====== Exercise data
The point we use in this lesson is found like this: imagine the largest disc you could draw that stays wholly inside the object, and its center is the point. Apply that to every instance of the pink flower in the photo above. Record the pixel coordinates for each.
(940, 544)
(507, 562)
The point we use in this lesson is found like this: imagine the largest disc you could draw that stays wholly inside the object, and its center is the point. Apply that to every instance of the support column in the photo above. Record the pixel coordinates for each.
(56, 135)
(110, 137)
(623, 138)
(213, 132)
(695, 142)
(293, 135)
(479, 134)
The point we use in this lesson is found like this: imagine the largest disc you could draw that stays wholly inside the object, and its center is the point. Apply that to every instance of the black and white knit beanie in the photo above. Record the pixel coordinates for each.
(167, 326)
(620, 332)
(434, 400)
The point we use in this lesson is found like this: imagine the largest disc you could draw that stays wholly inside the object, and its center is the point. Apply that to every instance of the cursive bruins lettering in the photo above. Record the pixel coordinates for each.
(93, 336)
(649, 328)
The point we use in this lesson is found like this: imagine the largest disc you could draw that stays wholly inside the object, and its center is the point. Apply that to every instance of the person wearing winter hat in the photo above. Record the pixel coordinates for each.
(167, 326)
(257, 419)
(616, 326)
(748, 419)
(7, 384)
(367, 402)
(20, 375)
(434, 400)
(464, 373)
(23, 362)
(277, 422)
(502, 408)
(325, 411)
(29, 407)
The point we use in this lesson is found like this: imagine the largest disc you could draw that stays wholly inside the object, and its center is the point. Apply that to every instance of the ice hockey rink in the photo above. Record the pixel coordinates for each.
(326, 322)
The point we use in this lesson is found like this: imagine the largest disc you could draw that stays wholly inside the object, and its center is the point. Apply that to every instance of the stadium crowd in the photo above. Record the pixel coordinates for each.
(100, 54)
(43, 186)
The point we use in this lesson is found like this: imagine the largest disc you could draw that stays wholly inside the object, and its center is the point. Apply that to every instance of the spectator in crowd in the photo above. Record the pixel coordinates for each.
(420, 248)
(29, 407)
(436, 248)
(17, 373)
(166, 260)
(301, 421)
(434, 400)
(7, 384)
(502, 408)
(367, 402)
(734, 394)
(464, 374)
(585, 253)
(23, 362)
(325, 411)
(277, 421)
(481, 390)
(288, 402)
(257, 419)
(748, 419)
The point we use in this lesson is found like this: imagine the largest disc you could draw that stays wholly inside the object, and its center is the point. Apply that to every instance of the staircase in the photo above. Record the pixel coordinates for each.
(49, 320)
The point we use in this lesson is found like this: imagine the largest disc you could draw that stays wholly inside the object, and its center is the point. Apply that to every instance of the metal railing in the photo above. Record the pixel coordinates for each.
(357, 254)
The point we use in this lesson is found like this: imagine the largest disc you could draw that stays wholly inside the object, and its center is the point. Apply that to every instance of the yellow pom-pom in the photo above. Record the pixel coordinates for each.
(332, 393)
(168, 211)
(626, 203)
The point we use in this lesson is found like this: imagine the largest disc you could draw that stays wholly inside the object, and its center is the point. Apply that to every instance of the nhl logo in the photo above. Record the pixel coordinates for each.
============
**Task objective**
The response has to contain every record shown above, unaltered and complete.

**Task response**
The point we use in this lesson is found like this: imagine the largest disc you could draw that stays wholly inside the object, and its center is the point. Apply that to every instance of the pink flower in the photo above. Record the pixel coordinates for each.
(940, 544)
(507, 562)
The point we use in this lesson is found like this: imagine the largest disc you could draw that stays wholly inside the object, and its center is the point. Apply that to every instance of the support column in the photo above. Record the pixel coordinates for each.
(56, 135)
(110, 137)
(623, 138)
(213, 132)
(695, 142)
(293, 135)
(479, 134)
The point we use in this lesson is found like this: imagine the largest disc you could draw that stays wholly inside the object, and its center is the point. Apply that to every instance of the black and white knit beanie in the photo above. Record the pixel coordinates for each.
(167, 326)
(620, 332)
(434, 400)
The point we use in this lesson is found like this: imagine the largest disc you could draw that stays wholly inside the object, and its center is the point. Apply that to every instance of the cursive bruins lettering in the photo above. Record the pixel coordinates for each.
(93, 336)
(649, 328)
The point we use in this lesson is found like this: imagine the largest disc you could draw that stays wholly inside the object, and its center is the point. Apply that to every instance of the person wearing winter hat in the photo above. Record the pixel coordinates for each.
(167, 326)
(257, 419)
(616, 326)
(748, 419)
(7, 384)
(367, 402)
(20, 375)
(434, 400)
(464, 373)
(23, 362)
(277, 422)
(502, 408)
(325, 411)
(29, 407)
The point we use in this lesson is found like this: imagine the largest disc you could draw that stays wholly inside the object, and its center is the point. Apply that to every instance of the ice hockey rink in the photo above. Record the pixel coordinates for each.
(326, 322)
The point we use in this lesson is found like this: imagine the largest disc you could draw that stays wholly inside the object, and its center is the point. Apply that to every instance of the stadium crowd in the photo above. Record the pixel coordinates for each.
(100, 54)
(43, 186)
The point we use in this lesson is found like this: imagine the largest disc you could draw that stays wholly inside the object, and its center is the point. Apply that to every instance of the spectator in crowd in the photo above. Record the pixel coordinates for each.
(420, 248)
(29, 407)
(436, 248)
(17, 373)
(166, 260)
(301, 421)
(434, 400)
(7, 384)
(502, 408)
(367, 402)
(734, 394)
(464, 374)
(585, 253)
(23, 362)
(325, 411)
(277, 421)
(481, 390)
(288, 402)
(257, 419)
(748, 419)
The point we use in this lesson is found like this: imagine the largest disc you could draw that stays wholly inside the object, and its center is the point. Apply that to every instance of the staircase in the photo above. Record the pixel coordinates for each.
(49, 320)
The point we use in this lesson is found like this: imagine the largest disc you could draw that stays wholly inside the object, and its center is the point. Apply that to every instance of the metal railing in the photo above. Record the pixel coordinates for each.
(357, 254)
The point we use in this lesson is found like this: imagine the largest disc you could draw that stays wholly inside the object, and its center is the point. Apply that to every instance of the yellow pom-pom in the photo above. Record the pixel coordinates for each.
(332, 393)
(168, 211)
(626, 203)
The point we use in this lesson is found like this: imagine the largest disc you could draw that stays wholly inside the object, and its center is the point. Apply that to every instance of the nhl logo in the photo above. Record the pixel coordinates for each.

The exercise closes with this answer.